*ASSIGNED TASK:* For each line below that includes the string "reads", show the whole line.
___ RECORDS FOR PROCESSING
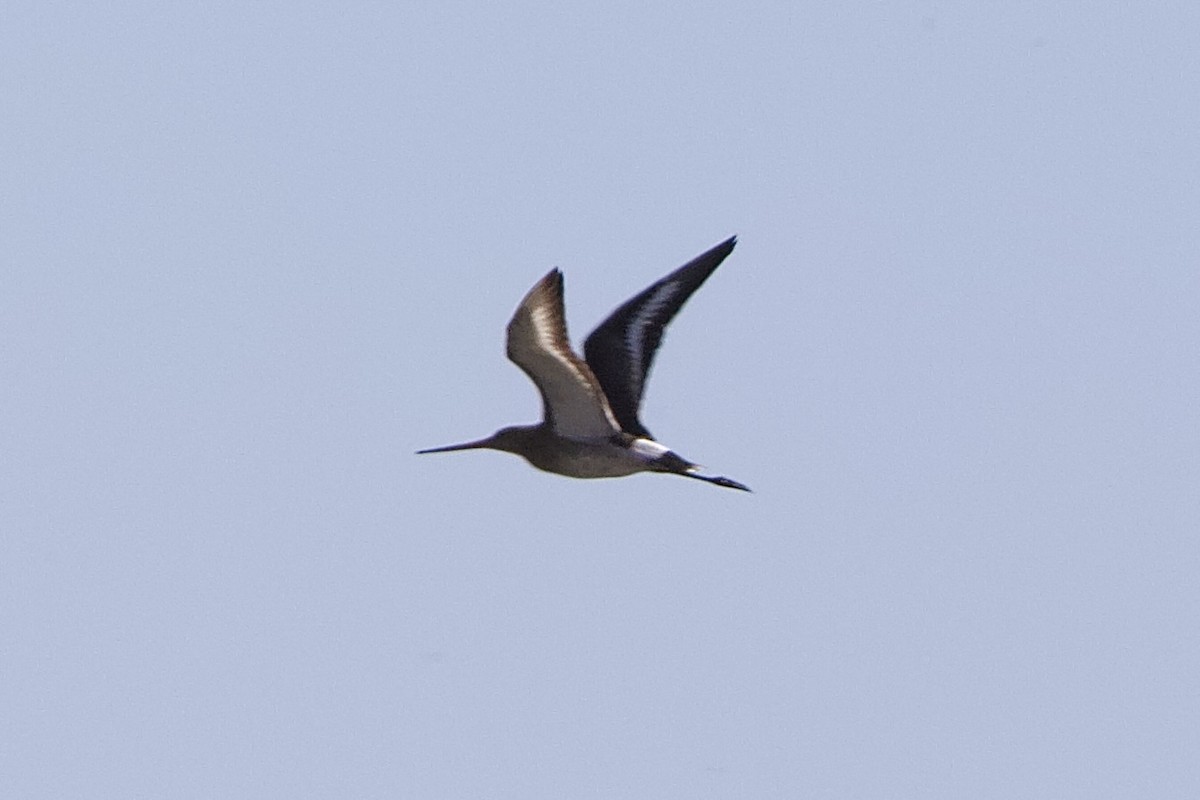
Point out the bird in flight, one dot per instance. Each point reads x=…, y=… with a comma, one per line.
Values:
______
___ RECORDS FOR PROCESSING
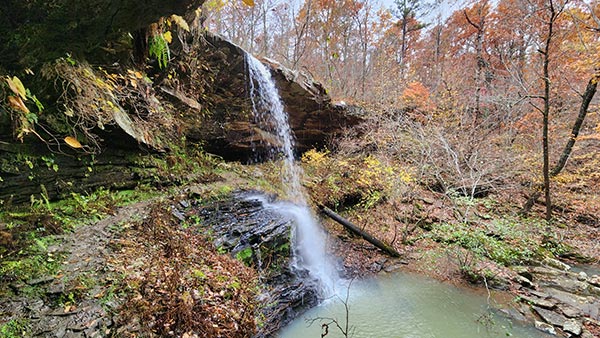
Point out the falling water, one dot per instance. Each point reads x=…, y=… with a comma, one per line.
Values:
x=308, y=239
______
*SOLUTION TO THIS PROBLEM:*
Point out the bird in flight, one dot per instance. Each point reads x=…, y=… with a comma, one per line.
Point out the falling water, one dot per instance. Each point reads x=…, y=… with a comma, one per line.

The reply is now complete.